* _PROBLEM STATEMENT_
Your answer should be an exact copy of the data.

[Data records]

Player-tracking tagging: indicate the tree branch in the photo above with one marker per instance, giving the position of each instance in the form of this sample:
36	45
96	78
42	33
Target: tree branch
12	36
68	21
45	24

* _WRITTEN REPLY_
Player-tracking tagging: indicate the tree branch in the photo above with one marker per instance, giving the position of each instance in the form of this sample:
36	45
96	78
42	33
Target: tree branch
12	36
68	21
45	24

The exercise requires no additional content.